WORK ORDER:
Answer these questions using the NLWeb coding conventions page.
1. Which file in the Python directory layout is described as the Vector DB interface?
2. What naming style is used for JavaScript file names?
3. How are constants named in Python?

NLWeb Coding Rules and Conventions
March 4, 2026 · View on GitHub
Code Structure
Python Backend Structure
Directory Organization
AskAgent/python/
├── core/ # Core system functionality
│ ├── query_analysis/ # Query understanding modules
│ ├── baseHandler.py # Base handler class
│ ├── config.py # Configuration management
│ ├── retriever.py # Vector DB interface
│ └── ...
├── methods/ # Specialized query handlers
│ ├── generate_answer.py # RAG generation
│ ├── compare_items.py # Comparison logic
│ └── ...
├── data_loading/ # Data ingestion utilities
├── llm_providers/ # LLM provider wrappers
├── webserver/ # HTTP server
└── llm_batch_handler.py # Batch LLM processing
Class Organization
- Single Responsibility: Each class handles one primary concern
- Base Classes: Abstract base classes define interfaces (e.g.,
BaseHandler) - Inheritance: Specialized handlers inherit from base classes
- Composition: Complex functionality built through composition
JavaScript Frontend Structure
Module Organization
static/
├── fp-chat-interface.js # Modern chat interface (main)
├── managed-event-source.js # SSE handling
├── conversation-manager.js # Conversation state
├── json-renderer.js # Content rendering
├── type-renderers.js # Type-specific renderers
├── oauth-login.js # Authentication
└── utils.js # Shared utilities
Class Structure
- ES6 Classes: All major components use ES6 class syntax
- Module Pattern: Each file exports specific classes/functions
- Event-Driven: Components communicate via events
- Separation of Concerns: UI, state, and API logic separated
Naming Conventions
Python Naming
Files and Modules
- snake_case:
base_handler.py,query_analysis.py - Descriptive names: File name matches primary class/function
Classes
- PascalCase:
NLWebHandler,VectorDBClient,AppConfig - Descriptive: Class name indicates purpose
- Suffix patterns:
Handler- Request handlersClient- External service clientsManager- State/resource managers
Functions and Methods
- snake_case:
process_query(),get_embeddings() - Verb prefixes:
get_,set_,process_,handle_ - Async prefix:
async_for async functions - Private prefix:
_for internal methods
Variables
- snake_case:
query_text,result_count - Constants:
UPPERCASE_WITH_UNDERSCORES - Configuration: Loaded into class attributes
JavaScript Naming
Files
- kebab-case:
chat-interface.js,managed-event-source.js - Descriptive: File name indicates component/module
Classes
- PascalCase:
ModernChatInterface,ConversationManager - Descriptive: Clear indication of purpose
Methods and Functions
- camelCase:
sendMessage(),handleStreamingData() - Event handlers:
onprefix (e.g.,onMessage) - Private methods:
_prefix (e.g.,_processData)

ENTRIES SUPPLIED:

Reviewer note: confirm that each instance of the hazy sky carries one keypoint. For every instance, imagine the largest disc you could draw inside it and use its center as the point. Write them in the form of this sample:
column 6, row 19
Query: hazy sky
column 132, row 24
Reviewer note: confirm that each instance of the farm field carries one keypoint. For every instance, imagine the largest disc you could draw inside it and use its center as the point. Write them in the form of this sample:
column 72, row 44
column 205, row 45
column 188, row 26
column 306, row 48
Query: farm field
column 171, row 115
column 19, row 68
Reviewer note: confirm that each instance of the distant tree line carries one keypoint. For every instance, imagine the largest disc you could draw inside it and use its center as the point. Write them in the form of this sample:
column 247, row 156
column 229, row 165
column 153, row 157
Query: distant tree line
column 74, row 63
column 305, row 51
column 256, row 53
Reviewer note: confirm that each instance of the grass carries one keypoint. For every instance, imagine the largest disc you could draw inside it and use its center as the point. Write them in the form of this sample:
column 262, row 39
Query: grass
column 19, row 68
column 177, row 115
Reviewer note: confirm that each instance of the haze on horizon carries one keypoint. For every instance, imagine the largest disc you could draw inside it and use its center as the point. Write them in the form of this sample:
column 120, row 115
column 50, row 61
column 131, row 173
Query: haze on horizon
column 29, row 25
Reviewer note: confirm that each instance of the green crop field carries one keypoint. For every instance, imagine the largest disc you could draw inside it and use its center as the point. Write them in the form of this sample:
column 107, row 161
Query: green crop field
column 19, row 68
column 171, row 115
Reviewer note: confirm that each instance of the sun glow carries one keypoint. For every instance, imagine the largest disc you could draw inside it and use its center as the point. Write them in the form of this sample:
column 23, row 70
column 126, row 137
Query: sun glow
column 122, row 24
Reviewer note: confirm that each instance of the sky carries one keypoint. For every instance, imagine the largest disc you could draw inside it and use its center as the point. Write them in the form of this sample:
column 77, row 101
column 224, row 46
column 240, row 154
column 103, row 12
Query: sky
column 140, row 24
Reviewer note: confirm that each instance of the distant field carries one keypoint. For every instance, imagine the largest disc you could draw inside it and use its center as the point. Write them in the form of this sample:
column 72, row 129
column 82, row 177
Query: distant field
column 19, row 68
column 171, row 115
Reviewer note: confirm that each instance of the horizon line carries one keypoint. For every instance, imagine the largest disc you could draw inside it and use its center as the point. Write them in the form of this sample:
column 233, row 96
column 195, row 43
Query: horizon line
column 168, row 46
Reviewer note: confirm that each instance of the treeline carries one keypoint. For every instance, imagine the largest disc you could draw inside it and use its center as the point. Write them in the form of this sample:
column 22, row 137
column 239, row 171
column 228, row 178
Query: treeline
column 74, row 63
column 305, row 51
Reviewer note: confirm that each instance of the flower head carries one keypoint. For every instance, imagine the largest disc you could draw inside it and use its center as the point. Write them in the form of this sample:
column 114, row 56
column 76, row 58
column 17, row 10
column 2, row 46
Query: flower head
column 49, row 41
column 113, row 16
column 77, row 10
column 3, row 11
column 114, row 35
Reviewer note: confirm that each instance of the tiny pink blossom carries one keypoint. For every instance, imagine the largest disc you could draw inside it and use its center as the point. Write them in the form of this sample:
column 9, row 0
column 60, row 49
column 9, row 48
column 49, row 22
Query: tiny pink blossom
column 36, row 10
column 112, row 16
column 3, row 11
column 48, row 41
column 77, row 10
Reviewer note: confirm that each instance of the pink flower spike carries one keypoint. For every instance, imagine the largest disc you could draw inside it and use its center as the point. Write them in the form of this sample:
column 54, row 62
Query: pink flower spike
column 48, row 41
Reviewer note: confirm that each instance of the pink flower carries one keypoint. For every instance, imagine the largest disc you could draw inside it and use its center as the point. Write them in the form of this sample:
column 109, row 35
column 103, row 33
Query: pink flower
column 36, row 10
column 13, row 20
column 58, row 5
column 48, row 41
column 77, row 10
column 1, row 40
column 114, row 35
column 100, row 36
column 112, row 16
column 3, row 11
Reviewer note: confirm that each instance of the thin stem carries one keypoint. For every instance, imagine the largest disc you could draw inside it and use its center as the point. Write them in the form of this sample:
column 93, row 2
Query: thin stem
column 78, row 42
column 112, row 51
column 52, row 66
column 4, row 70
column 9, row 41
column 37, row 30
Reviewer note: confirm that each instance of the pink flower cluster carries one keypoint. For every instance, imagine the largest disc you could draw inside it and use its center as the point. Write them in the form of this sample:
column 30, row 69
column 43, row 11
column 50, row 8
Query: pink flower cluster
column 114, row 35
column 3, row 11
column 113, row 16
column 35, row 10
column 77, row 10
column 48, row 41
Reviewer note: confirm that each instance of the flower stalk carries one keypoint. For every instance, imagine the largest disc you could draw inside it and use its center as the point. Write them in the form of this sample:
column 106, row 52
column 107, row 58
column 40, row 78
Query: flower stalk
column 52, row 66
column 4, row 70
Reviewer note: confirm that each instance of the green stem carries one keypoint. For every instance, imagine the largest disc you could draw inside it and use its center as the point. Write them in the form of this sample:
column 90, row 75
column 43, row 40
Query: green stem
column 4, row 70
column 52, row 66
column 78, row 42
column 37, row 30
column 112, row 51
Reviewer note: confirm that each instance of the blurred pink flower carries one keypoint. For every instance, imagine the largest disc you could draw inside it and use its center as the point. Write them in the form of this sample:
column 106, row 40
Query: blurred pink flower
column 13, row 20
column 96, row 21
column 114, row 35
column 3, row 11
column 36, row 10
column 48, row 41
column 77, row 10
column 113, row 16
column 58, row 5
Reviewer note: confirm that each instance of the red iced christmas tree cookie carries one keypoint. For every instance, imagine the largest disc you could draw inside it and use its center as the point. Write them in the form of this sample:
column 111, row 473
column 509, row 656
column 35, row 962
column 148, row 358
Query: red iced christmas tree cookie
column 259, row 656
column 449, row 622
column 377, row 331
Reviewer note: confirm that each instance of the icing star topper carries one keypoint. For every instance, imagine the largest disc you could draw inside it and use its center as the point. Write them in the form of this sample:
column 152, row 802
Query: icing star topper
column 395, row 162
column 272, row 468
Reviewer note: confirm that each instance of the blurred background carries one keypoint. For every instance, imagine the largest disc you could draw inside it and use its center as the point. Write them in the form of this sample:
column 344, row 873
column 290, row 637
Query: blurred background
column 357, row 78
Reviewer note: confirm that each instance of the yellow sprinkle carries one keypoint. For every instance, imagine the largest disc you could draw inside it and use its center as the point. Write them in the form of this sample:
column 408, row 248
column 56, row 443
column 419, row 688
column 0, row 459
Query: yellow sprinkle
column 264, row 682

YOUR RESPONSE:
1. retriever.py
2. kebab-case
3. UPPERCASE_WITH_UNDERSCORES